(REQUIRED ACTION): Reproduce all of the records below word for word, leaving out the pictures.

=-=-=-=-=

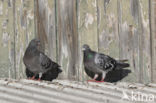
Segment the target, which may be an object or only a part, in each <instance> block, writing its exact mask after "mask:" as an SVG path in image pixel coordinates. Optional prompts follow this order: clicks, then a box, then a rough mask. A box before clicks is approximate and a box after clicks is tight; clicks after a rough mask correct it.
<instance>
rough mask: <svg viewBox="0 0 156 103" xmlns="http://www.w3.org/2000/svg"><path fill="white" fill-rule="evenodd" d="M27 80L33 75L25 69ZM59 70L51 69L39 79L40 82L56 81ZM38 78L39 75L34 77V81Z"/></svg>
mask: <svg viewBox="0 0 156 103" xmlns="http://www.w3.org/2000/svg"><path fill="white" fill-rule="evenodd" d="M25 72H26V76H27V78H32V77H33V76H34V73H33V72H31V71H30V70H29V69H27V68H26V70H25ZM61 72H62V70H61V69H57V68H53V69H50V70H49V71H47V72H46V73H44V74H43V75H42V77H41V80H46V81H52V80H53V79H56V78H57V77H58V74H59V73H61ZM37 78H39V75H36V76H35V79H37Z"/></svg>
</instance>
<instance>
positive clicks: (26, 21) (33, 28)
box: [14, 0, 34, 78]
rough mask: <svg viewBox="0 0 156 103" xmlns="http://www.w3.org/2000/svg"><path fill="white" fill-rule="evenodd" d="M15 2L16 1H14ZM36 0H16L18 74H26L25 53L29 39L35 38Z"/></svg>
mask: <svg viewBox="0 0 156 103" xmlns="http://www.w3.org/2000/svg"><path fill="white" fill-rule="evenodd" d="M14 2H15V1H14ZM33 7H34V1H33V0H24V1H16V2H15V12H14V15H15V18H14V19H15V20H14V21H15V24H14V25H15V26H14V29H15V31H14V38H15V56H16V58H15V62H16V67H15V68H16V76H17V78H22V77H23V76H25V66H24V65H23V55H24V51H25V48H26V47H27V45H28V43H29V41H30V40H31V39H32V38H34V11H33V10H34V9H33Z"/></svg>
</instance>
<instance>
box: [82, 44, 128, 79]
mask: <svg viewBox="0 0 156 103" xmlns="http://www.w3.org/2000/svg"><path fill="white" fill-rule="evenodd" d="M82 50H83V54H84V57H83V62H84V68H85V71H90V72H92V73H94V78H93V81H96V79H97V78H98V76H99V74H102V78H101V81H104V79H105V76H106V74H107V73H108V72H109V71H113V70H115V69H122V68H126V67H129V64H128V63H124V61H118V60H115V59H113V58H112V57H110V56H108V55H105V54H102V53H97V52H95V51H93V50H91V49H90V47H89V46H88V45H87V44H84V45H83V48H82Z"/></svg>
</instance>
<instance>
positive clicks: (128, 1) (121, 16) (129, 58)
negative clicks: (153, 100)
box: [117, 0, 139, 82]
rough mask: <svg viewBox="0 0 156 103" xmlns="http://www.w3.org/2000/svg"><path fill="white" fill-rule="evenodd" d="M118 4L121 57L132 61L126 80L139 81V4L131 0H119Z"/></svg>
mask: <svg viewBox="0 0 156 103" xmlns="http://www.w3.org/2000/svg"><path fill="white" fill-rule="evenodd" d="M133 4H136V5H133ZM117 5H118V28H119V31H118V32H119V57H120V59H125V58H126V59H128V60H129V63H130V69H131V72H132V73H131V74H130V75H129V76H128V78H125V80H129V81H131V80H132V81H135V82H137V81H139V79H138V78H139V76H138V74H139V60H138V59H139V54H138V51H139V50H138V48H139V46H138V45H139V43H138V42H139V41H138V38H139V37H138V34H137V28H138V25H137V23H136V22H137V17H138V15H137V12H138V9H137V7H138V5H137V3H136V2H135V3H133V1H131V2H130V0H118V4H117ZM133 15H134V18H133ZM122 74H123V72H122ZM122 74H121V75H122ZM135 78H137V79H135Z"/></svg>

=-=-=-=-=

(SOLUTION TO THE EXERCISE):
Segment the target, which may be an object or only a part, in each <instance> block, writing its exact mask after "mask:" as an SVG path in image pixel coordinates. Optional prompts follow this order: clicks, then a box, then a rough mask. A box before clicks is approximate and a box after clicks is tight; clicks after a rough mask correct it.
<instance>
rough mask: <svg viewBox="0 0 156 103" xmlns="http://www.w3.org/2000/svg"><path fill="white" fill-rule="evenodd" d="M27 80L33 75L25 69ZM59 70L51 69L39 79L40 82L56 81ZM38 78L39 75L34 77V81Z"/></svg>
mask: <svg viewBox="0 0 156 103" xmlns="http://www.w3.org/2000/svg"><path fill="white" fill-rule="evenodd" d="M25 72H26V76H27V78H32V77H33V76H34V73H33V72H31V71H30V70H29V69H27V68H26V70H25ZM61 72H62V70H61V69H57V68H53V69H50V70H49V71H47V72H46V73H44V74H43V75H42V77H41V80H46V81H52V80H53V79H56V78H57V77H58V74H59V73H61ZM37 78H39V75H36V76H35V79H37Z"/></svg>
</instance>
<instance>
positive clicks: (26, 21) (33, 28)
box: [14, 0, 34, 78]
rough mask: <svg viewBox="0 0 156 103" xmlns="http://www.w3.org/2000/svg"><path fill="white" fill-rule="evenodd" d="M15 2L16 1H14ZM36 0H16L18 74H26L25 53L29 39L35 38Z"/></svg>
mask: <svg viewBox="0 0 156 103" xmlns="http://www.w3.org/2000/svg"><path fill="white" fill-rule="evenodd" d="M14 2H15V1H14ZM33 7H34V1H33V0H24V1H16V2H15V12H14V15H15V18H14V19H15V20H14V21H15V24H14V25H15V26H14V29H15V31H14V38H15V56H16V58H15V62H16V67H15V68H16V76H17V78H22V77H23V76H25V66H24V65H23V55H24V51H25V48H26V47H27V45H28V43H29V41H30V40H31V39H32V38H34V11H33V10H34V9H33Z"/></svg>
</instance>
<instance>
box: [82, 44, 128, 79]
mask: <svg viewBox="0 0 156 103" xmlns="http://www.w3.org/2000/svg"><path fill="white" fill-rule="evenodd" d="M82 50H83V54H84V57H83V62H84V68H85V71H90V72H92V73H94V78H93V81H96V79H97V78H98V76H99V74H102V78H101V81H104V79H105V76H106V74H107V73H108V72H109V71H113V70H115V69H122V68H126V67H129V64H128V63H124V61H118V60H115V59H113V58H112V57H110V56H108V55H105V54H102V53H97V52H95V51H93V50H91V49H90V47H89V46H88V45H87V44H84V45H83V48H82Z"/></svg>
</instance>
<instance>
positive clicks: (128, 1) (121, 16) (129, 58)
negative clicks: (153, 100)
box: [117, 0, 139, 82]
rough mask: <svg viewBox="0 0 156 103" xmlns="http://www.w3.org/2000/svg"><path fill="white" fill-rule="evenodd" d="M118 4L121 57L132 61L126 80L139 81V4L131 0H119Z"/></svg>
mask: <svg viewBox="0 0 156 103" xmlns="http://www.w3.org/2000/svg"><path fill="white" fill-rule="evenodd" d="M133 4H136V5H133ZM117 5H118V28H119V31H118V32H119V57H120V59H125V58H126V59H128V60H129V63H130V69H131V72H132V73H131V74H130V75H129V76H128V78H125V80H129V81H131V80H132V81H135V82H137V81H139V79H138V78H139V76H138V74H139V60H138V59H139V54H138V51H139V50H138V48H139V46H138V45H139V43H138V42H139V41H138V38H139V37H138V34H137V28H138V25H137V23H136V22H137V17H138V15H137V12H138V9H137V7H138V5H137V3H136V2H135V3H133V1H131V2H130V0H118V4H117ZM133 15H134V18H133ZM122 74H123V72H122ZM122 74H121V75H122ZM135 78H137V79H135Z"/></svg>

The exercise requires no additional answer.